EXERCISE INSTRUCTIONS :: Each line of the records below that includes "query" adds one to the count; state the final count by itself.

*** INPUT DATA ***

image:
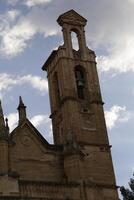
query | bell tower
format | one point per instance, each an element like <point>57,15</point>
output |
<point>76,103</point>
<point>77,112</point>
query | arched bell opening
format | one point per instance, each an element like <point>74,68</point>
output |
<point>80,81</point>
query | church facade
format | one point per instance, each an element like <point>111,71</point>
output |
<point>78,166</point>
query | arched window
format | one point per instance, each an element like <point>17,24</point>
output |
<point>56,89</point>
<point>80,81</point>
<point>75,43</point>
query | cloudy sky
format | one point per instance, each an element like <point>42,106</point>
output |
<point>28,34</point>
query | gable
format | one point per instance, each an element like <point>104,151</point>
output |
<point>71,17</point>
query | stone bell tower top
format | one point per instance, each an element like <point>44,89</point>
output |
<point>71,17</point>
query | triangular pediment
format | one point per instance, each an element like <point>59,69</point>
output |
<point>28,129</point>
<point>71,17</point>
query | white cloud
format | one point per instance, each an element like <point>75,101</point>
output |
<point>7,82</point>
<point>38,120</point>
<point>115,115</point>
<point>12,120</point>
<point>13,14</point>
<point>15,36</point>
<point>31,3</point>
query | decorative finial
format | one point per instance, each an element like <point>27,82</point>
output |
<point>22,111</point>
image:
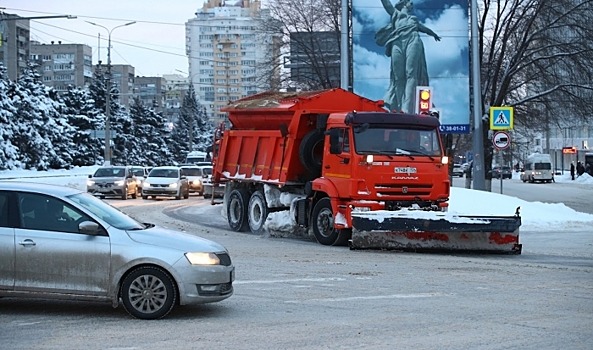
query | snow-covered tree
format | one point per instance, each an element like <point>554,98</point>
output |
<point>80,110</point>
<point>43,136</point>
<point>9,153</point>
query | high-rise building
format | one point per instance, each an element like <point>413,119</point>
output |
<point>224,50</point>
<point>122,78</point>
<point>14,44</point>
<point>151,91</point>
<point>61,65</point>
<point>176,86</point>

*** End of INPUT DATA ***

FINISHED TASK :: 12